The new bridge, like the original one, accommodates six lanes of traffic, but has full left and right shoulders which the original bridge did not have. In addition, the left shoulders were built wide enough to accommodate a future widening to eight lanes. Two design options were developed for the new 14-span structure: one option using segmented concrete hollow box girders, and the other using continuous steel plate girders. The bridge is designed for seismic loading to withstand a major earthquake. Additionally, it includes a fender system to protect the bridge piers from ship collisions. Aesthetic features are also included, among which is encasing the bridge piers with decorative granite and aesthetic lighting. The STV Group designed the replacement bridge.

Environmental studies for the new bridge were completed in 2005, and CTDOT awarded a $60 million contract to Torrington, Connecticut-based O&G Industries for the initial phase of work in July 2009. Construction on the first phase of replacing the bridge, including the foundations for the new bridge piers and temporary work trusses in the Housatonic River began in September 2009. The $166.5 million contract to build the remainder of the new bridge and demolish the existing span was awarded to a joint venture between Chicago, Illinois-based Walsh Construction Company and Denver, Colorado-based PCL Constructors (also referred to in contract documents as Walsh/PCL Joint Venture II) in August 2011. Walsh/PCL opted to use the steel plate girder design option.

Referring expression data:
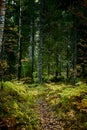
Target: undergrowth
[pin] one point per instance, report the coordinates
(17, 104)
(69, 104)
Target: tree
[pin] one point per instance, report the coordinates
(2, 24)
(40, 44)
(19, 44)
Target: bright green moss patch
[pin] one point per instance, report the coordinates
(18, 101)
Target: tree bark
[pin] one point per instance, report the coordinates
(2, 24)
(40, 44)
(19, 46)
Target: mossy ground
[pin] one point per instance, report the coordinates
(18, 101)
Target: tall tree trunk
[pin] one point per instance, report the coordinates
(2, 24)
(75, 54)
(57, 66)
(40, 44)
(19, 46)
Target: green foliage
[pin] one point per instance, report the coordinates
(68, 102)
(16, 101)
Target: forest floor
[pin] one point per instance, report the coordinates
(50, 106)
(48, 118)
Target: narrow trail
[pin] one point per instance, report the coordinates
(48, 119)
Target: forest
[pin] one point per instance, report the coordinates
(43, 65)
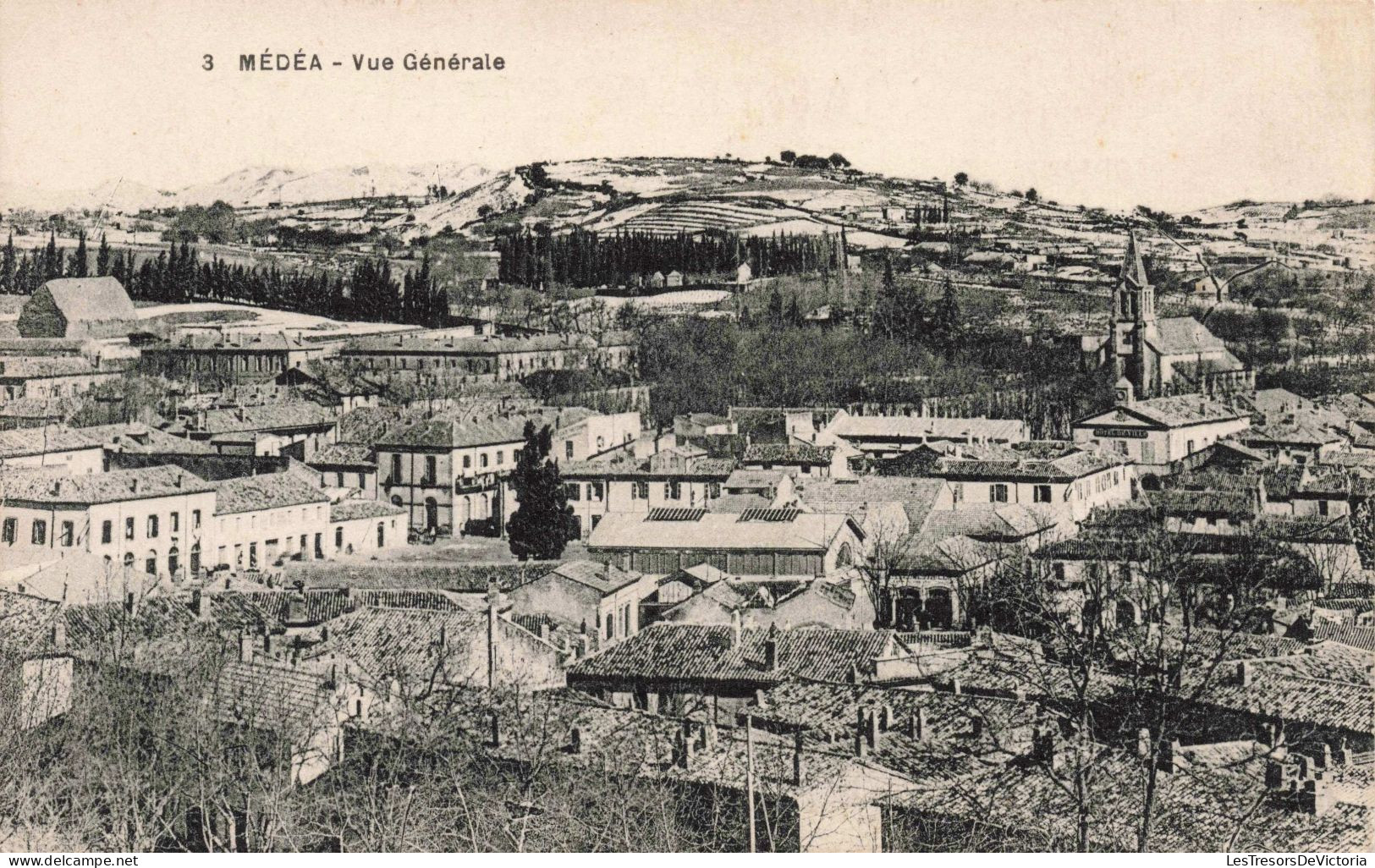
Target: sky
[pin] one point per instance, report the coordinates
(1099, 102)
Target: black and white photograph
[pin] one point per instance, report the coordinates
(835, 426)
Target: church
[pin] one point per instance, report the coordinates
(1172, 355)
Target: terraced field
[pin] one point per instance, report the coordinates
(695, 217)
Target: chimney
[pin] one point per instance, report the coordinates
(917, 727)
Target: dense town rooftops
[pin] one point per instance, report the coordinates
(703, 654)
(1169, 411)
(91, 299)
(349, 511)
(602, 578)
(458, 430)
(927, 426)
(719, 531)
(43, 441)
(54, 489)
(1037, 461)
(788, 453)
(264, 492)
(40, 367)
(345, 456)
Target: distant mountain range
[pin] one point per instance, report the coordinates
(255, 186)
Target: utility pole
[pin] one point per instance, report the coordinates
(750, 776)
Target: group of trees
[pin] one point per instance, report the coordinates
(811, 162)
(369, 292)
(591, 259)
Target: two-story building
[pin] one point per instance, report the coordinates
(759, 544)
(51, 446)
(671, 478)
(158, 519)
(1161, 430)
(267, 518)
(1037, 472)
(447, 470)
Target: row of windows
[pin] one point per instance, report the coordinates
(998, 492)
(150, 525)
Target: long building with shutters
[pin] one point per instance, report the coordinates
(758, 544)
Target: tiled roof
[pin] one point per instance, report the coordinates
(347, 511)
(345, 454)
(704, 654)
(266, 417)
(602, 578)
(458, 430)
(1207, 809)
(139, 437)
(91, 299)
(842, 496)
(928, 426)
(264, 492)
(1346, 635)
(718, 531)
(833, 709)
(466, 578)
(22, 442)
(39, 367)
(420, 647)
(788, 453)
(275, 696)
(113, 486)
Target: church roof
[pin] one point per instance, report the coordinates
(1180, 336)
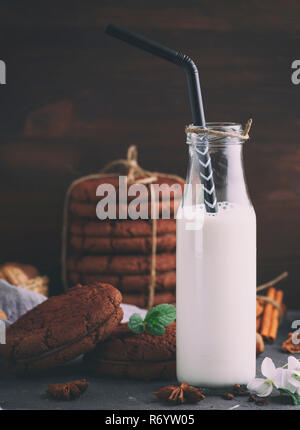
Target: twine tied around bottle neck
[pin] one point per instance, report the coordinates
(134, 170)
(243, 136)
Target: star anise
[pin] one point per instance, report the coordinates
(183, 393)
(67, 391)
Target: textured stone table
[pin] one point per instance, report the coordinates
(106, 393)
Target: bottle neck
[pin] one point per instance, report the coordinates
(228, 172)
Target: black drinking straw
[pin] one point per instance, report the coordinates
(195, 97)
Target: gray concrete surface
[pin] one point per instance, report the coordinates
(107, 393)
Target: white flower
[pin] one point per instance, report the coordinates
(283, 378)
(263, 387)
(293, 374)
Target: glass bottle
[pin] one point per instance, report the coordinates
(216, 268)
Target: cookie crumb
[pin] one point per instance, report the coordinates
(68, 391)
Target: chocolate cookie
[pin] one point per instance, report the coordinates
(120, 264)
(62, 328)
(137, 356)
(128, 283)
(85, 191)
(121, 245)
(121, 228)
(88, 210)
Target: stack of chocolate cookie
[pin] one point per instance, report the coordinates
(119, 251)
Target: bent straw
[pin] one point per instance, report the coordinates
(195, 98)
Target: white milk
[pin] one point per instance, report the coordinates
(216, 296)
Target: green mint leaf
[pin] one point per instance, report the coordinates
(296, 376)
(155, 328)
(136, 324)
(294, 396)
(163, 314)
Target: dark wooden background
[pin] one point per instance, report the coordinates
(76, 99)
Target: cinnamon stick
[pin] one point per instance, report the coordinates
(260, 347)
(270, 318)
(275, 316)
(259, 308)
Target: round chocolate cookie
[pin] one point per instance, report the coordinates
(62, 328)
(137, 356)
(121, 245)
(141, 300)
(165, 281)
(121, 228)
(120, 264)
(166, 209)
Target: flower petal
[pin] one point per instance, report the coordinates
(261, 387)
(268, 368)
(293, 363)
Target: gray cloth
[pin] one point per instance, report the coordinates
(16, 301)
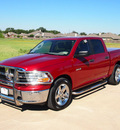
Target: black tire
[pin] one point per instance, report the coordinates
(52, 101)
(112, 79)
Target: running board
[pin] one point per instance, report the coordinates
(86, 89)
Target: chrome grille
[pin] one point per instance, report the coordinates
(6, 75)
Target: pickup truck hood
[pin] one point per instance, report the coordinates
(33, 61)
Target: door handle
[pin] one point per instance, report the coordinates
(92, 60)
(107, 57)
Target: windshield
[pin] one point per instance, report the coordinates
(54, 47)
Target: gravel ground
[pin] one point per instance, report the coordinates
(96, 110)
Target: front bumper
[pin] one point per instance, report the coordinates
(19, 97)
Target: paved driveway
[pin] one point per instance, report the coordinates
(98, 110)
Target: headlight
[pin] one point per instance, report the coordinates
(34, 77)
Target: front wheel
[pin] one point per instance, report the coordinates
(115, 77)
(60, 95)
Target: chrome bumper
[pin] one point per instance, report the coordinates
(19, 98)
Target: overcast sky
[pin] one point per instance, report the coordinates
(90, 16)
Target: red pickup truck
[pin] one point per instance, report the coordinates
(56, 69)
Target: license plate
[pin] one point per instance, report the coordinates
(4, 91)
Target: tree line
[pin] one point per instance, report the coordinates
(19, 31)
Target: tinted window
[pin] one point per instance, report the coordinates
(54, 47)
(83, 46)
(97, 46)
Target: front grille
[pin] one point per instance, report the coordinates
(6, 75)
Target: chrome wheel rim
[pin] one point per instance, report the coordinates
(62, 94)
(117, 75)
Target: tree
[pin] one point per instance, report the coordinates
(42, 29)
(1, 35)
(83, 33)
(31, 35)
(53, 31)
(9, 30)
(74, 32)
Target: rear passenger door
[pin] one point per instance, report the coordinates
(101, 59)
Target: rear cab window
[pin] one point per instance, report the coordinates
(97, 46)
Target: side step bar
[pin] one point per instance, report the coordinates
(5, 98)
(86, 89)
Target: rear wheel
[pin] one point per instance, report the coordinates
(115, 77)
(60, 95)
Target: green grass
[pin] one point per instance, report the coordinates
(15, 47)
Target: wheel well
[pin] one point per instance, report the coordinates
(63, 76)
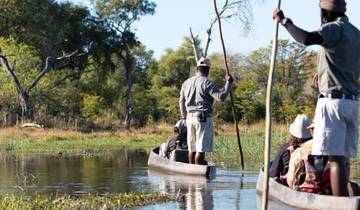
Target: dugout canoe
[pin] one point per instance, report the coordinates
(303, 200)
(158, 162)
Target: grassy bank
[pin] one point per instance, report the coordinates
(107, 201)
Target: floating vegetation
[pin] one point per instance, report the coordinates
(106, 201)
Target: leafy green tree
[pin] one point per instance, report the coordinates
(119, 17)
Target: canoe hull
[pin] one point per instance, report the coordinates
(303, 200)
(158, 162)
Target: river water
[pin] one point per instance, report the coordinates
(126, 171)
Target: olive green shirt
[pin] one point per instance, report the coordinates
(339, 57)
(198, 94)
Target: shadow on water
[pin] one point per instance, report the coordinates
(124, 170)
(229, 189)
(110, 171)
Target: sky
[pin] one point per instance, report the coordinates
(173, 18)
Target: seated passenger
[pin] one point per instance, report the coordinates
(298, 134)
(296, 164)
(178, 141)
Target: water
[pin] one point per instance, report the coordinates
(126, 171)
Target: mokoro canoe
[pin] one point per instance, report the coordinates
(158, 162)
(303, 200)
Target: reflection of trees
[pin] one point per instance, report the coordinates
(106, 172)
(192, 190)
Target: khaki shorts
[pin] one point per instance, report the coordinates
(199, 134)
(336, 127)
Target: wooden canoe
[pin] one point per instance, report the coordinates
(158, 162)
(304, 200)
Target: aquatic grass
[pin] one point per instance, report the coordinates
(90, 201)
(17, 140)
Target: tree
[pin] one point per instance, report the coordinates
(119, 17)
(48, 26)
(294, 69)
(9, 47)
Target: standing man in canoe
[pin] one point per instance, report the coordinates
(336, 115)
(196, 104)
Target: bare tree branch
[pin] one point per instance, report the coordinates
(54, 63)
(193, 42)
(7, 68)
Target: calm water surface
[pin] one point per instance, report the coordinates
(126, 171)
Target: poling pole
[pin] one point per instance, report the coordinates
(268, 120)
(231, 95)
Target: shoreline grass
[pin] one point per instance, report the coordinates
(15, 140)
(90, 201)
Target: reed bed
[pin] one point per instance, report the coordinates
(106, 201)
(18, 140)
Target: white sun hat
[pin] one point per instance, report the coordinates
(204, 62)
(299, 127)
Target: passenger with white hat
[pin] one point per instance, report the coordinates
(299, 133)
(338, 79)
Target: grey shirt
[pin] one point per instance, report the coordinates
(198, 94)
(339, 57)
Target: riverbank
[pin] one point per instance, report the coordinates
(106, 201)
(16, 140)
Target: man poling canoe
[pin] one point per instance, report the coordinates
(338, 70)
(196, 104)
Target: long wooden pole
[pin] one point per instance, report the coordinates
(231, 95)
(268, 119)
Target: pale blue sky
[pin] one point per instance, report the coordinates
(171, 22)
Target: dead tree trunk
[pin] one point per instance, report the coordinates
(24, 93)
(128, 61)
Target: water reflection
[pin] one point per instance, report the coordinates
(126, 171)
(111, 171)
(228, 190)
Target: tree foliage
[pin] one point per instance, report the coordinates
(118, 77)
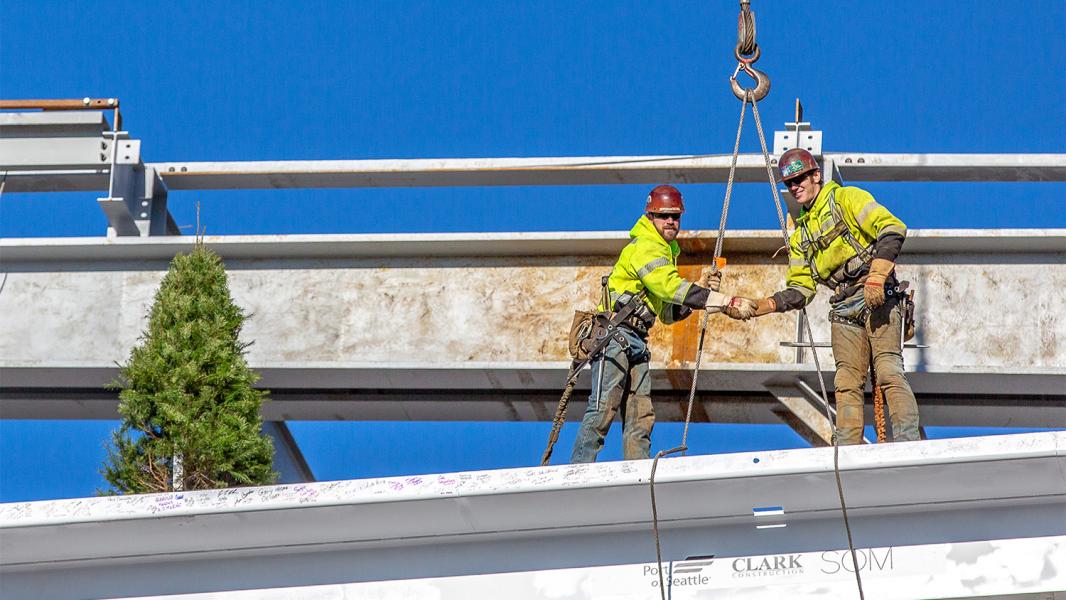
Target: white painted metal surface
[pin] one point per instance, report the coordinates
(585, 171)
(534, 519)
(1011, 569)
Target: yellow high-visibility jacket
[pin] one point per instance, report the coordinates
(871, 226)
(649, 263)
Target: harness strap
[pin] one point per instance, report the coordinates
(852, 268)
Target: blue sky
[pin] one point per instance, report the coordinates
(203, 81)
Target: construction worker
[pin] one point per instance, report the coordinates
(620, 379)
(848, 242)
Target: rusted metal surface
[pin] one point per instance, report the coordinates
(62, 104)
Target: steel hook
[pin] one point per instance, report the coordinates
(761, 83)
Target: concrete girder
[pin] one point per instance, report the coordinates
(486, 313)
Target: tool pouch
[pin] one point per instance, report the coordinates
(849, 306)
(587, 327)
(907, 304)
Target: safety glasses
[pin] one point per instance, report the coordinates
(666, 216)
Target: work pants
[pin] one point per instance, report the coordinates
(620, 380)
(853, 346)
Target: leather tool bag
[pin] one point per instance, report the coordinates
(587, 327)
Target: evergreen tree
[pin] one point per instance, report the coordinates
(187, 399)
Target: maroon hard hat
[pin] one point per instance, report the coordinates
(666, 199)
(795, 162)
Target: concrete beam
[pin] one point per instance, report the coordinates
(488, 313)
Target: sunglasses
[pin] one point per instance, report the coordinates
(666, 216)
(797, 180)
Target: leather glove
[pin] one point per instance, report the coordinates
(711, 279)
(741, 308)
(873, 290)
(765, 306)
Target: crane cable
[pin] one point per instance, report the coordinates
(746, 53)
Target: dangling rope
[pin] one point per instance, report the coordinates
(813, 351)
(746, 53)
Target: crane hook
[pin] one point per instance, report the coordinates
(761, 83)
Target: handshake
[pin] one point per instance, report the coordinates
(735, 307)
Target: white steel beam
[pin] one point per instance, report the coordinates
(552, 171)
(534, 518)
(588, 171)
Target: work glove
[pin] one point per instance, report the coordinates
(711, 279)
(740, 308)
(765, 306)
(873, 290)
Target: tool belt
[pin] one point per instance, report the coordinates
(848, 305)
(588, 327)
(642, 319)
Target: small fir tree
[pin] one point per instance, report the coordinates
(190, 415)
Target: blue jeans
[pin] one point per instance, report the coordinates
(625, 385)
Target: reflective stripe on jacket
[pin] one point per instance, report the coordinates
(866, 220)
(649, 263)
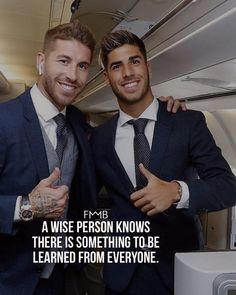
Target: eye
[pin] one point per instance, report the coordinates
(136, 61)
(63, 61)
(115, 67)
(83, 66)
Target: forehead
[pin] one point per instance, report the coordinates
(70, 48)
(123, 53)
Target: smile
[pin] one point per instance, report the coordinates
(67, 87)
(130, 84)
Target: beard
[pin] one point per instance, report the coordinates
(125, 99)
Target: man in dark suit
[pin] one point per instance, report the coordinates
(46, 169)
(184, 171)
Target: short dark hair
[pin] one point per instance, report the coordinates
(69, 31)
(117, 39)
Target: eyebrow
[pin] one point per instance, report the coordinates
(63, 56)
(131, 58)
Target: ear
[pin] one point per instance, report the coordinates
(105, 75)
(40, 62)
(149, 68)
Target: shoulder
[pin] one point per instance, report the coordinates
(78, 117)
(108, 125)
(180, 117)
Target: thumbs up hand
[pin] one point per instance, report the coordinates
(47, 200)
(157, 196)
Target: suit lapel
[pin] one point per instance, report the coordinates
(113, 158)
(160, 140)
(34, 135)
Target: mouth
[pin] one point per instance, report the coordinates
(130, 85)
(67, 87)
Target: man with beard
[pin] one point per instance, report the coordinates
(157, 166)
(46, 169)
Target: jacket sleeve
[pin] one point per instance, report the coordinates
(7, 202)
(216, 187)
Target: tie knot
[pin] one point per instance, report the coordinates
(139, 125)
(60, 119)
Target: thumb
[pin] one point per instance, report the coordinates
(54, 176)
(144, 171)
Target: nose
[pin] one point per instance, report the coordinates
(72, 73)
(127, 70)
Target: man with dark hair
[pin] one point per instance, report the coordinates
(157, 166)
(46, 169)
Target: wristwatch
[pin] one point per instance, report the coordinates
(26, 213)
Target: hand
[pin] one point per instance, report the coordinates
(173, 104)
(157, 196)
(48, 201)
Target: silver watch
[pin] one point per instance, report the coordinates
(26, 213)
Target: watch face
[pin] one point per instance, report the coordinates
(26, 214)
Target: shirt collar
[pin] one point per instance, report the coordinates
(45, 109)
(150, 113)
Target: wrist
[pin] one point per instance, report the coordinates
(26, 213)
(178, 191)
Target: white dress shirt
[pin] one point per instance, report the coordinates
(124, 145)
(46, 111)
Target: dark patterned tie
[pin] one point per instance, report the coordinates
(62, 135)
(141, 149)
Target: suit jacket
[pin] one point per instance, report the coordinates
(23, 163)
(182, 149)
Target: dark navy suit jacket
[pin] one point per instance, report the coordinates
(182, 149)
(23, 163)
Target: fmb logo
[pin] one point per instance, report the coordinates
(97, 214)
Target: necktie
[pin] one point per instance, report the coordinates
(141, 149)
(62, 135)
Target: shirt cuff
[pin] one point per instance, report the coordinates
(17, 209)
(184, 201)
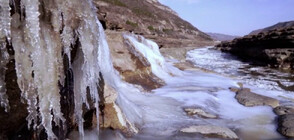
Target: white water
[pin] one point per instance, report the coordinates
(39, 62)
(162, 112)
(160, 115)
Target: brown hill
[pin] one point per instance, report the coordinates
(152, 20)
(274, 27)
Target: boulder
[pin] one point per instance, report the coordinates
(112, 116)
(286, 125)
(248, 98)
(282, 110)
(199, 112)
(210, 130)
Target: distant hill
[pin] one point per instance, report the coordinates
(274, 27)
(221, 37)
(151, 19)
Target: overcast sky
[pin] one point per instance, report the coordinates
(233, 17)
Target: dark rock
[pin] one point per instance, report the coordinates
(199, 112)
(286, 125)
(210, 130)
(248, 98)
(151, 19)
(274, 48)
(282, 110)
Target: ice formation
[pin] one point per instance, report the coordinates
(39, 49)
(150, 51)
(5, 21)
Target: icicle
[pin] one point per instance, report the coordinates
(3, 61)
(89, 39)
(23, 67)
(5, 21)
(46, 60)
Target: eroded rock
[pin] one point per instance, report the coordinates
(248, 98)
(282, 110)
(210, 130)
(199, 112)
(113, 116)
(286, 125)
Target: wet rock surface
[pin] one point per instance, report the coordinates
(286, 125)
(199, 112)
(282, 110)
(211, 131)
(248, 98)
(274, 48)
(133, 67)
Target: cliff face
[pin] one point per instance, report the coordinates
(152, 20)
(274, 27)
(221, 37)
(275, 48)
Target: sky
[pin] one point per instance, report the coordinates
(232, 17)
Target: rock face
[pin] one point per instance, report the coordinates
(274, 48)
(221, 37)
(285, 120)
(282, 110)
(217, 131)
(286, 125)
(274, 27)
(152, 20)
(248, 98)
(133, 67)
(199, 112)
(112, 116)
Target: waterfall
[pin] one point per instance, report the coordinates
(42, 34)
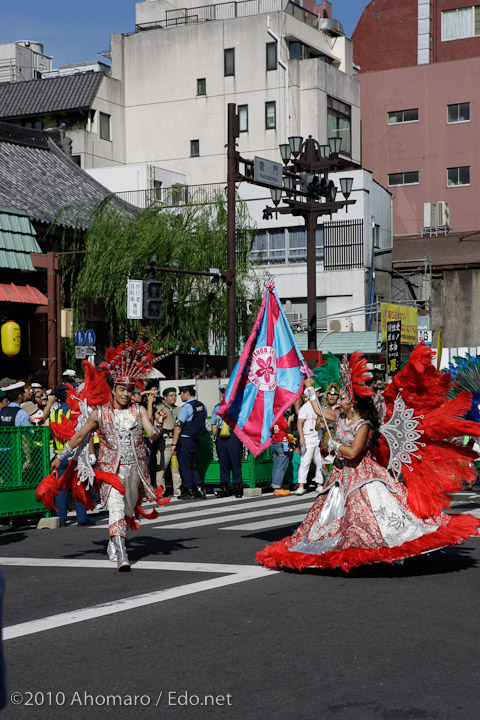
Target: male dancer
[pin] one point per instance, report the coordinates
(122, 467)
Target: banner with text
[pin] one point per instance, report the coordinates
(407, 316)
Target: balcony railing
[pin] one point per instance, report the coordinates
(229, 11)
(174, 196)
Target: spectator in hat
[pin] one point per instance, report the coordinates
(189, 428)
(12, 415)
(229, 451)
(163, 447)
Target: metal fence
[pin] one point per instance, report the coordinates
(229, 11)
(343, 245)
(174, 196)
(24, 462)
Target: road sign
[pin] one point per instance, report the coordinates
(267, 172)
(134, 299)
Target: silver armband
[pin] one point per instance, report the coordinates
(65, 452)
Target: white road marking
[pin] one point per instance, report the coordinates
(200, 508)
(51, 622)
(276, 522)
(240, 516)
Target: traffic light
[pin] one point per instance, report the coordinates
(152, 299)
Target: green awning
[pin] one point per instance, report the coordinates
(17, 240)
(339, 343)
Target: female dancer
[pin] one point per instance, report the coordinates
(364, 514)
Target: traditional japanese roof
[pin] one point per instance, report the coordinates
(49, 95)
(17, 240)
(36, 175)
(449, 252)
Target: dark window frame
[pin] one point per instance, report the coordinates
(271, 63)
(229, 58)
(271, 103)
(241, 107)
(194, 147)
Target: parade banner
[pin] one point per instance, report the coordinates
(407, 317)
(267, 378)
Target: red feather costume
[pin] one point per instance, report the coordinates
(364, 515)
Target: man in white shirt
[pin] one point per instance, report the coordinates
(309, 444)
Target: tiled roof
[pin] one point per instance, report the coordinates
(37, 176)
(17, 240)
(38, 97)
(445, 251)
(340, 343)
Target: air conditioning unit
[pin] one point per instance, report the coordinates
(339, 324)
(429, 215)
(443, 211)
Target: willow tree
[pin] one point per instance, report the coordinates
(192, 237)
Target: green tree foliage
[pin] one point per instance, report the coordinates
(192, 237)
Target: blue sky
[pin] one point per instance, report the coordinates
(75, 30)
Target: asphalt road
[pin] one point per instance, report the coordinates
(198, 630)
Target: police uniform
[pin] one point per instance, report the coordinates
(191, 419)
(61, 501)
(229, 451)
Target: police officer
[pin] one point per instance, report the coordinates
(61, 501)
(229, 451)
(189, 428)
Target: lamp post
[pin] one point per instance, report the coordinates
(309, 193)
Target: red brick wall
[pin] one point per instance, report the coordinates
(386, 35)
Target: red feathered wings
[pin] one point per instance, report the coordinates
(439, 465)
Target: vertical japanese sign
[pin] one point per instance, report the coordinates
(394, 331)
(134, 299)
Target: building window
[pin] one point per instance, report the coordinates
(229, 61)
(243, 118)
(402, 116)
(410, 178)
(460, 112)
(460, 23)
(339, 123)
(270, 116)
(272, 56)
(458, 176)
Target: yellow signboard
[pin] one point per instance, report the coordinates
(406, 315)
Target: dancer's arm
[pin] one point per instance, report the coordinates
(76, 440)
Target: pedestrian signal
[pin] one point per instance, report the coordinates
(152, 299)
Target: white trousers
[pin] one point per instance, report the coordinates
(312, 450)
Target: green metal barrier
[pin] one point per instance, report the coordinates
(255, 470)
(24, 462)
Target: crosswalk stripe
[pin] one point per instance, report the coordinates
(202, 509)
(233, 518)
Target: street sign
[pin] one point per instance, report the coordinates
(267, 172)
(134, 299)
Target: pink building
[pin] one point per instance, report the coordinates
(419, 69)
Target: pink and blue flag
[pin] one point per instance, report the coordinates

◆ Actions to take ◆
a. Please rewrite the bridge text starting with "The new bridge, like" and going on through "the replacement bridge.", swapping "granite" for "marble".
b. In the bridge text, which design option did Walsh/PCL choose?

◆ Answers given ◆
a.
The new bridge, like the original one, accommodates six lanes of traffic, but has full left and right shoulders which the original bridge did not have. In addition, the left shoulders were built wide enough to accommodate a future widening to eight lanes. Two design options were developed for the new 14-span structure: one option using segmented concrete hollow box girders, and the other using continuous steel plate girders. The bridge is designed for seismic loading to withstand a major earthquake. Additionally, it includes a fender system to protect the bridge piers from ship collisions. Aesthetic features are also included, among which is encasing the bridge piers with decorative marble and aesthetic lighting. The STV Group designed the replacement bridge.

b. The steel plate girder design option.